___ Supplied information

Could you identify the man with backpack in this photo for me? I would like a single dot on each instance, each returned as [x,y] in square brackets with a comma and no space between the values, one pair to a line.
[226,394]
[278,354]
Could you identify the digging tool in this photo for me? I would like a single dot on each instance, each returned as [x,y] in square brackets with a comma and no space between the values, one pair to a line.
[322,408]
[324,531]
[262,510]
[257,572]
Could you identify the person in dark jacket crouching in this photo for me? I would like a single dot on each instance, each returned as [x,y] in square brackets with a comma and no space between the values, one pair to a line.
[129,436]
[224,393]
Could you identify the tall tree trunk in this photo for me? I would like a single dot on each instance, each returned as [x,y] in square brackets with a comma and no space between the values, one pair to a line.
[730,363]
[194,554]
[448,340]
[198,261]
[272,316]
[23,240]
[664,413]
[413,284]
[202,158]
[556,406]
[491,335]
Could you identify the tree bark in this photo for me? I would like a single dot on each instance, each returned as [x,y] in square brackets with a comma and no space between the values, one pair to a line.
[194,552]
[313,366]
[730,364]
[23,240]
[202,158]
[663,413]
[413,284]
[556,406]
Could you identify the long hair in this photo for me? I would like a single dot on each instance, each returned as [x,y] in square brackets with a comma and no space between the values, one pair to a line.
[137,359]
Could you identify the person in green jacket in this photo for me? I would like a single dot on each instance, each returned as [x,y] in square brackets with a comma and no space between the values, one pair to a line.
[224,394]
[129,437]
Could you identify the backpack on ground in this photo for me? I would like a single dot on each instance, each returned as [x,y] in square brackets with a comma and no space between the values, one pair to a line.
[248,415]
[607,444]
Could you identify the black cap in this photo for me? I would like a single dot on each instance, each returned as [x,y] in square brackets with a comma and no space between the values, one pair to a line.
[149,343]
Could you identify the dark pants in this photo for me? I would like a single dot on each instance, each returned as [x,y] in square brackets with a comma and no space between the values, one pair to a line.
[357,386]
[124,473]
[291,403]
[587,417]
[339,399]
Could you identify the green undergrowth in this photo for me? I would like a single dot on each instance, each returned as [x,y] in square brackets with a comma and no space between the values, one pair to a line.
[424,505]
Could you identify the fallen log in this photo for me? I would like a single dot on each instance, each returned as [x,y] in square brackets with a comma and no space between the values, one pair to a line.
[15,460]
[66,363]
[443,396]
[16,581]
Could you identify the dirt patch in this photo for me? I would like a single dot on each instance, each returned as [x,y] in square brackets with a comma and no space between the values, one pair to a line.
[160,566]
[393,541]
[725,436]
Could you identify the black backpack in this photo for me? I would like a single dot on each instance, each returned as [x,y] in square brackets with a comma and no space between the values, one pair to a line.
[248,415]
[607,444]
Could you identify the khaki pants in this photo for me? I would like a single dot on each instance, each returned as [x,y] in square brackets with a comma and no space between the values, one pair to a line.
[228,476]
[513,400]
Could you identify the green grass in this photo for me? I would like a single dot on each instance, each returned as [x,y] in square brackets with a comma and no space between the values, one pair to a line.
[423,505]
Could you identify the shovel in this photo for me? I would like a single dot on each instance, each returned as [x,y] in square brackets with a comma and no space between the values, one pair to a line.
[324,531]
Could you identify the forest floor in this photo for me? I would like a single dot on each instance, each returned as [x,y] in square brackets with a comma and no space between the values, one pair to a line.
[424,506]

______

* [What is needed]: Emit the full listing verbatim.

* [Written answer]:
Could you identify the man with backpack in this photo for me? I would like a single dot on each instance, each returned as [x,y] in square brackets with a comma and no space between the values, one pair to a line.
[226,394]
[278,354]
Could you identify the digging tool in this photo for me? I would like a single dot on each instance, each returned as [x,y] in square brackets with a comma and no space between the values, one pair to a line.
[322,408]
[324,531]
[262,510]
[257,572]
Could you identify the person in dark jacket crouching in this photo for me? I would like a single dot on each instance, each returned as [x,y] in square brackets with a comma and no space between the values, one pair to a line.
[129,436]
[224,393]
Could you identify the tall tree trunk in this photo for me? I would like a single dot on each instance, each returned as [x,y] in square brackets with a comma and no space between the values, one pair to a line.
[730,363]
[194,554]
[448,340]
[198,261]
[272,316]
[23,240]
[664,413]
[413,284]
[202,158]
[556,406]
[491,335]
Could you identify the tree bark in this photo for me? I would like a single dot on each instance, each returned as [x,y] in square brackets with a comma and no space between the values, one pair to a line.
[194,552]
[313,366]
[730,364]
[23,240]
[202,158]
[663,413]
[413,284]
[556,406]
Could you identify the long hair in this photo for me? I would like a single dot on each instance, each returned as [x,y] in square brackets with a comma and no space between the values, one pair to a line.
[137,359]
Could you identify the person in green jacket in this photo for me? I would like a single dot on each instance, each returned as [x,y] in square brackets with a comma and no space between the values, one pair to a line.
[224,394]
[129,437]
Could you identify the backpack on ground in this photo for me? I would like a single dot on each instance, each returned as [x,y] in square brackets with a comma and no space between the values, one pair to a line.
[248,415]
[607,444]
Could you identify the black cap in this photo for me? I would like a single dot on each instance, each returned as [x,y] in square brackets with a comma and no space between the values, one pair to a line.
[149,343]
Could you identify the dark pants in this photo for me? I would like a single dot on each instance, each returned as [x,y] in square brackets with a comma and no space between the values, one pair to a line.
[357,386]
[124,473]
[291,403]
[587,417]
[339,399]
Could you identify the green undergrowth in this photo for me? I would like a single dot on each instance, each returned as [x,y] in square brackets with a comma and no space between the values, one pair to a line.
[424,505]
Could you identify the fallen log in this photo for me? I would like a single dot on each instance, each returned as [x,y] in square brackets with a comma and no space between the values, one pair to a line.
[15,460]
[66,363]
[443,396]
[16,581]
Could you identify the dirt patch in this photo for me? I would like a single dot on each instance, each returned as [x,y] in square brackets with a comma and no space between the values, one pair to a line.
[160,566]
[393,541]
[725,436]
Could you identify the black backpack in this photo for me? I would like a single dot on each instance, each returned as [x,y] in square brackets with a comma and no space between the values, one pair to a line.
[248,415]
[607,444]
Could you identify the khaki pants in this photo for me? I would like a single dot on each instance, each returned as [x,y] in square brackets with a comma and no space between the values, one pair to a line.
[228,476]
[513,400]
Could you identify the green grass in this photo for me? I would like a single dot on each instance, each returned as [x,y] in square brackets with a comma and no space between the values, one pair to a line.
[423,505]
Could you identify the shovel in this photo for me? I would like a single dot on each instance, each returned as [x,y] in square brackets with a comma and no space between the values, one pair to a line.
[324,531]
Could you identify the forest floor in this photo for me? I would like a single dot on each instance, each returned as [x,y] in square brackets with a comma and no space between the values, one pair to a line.
[424,506]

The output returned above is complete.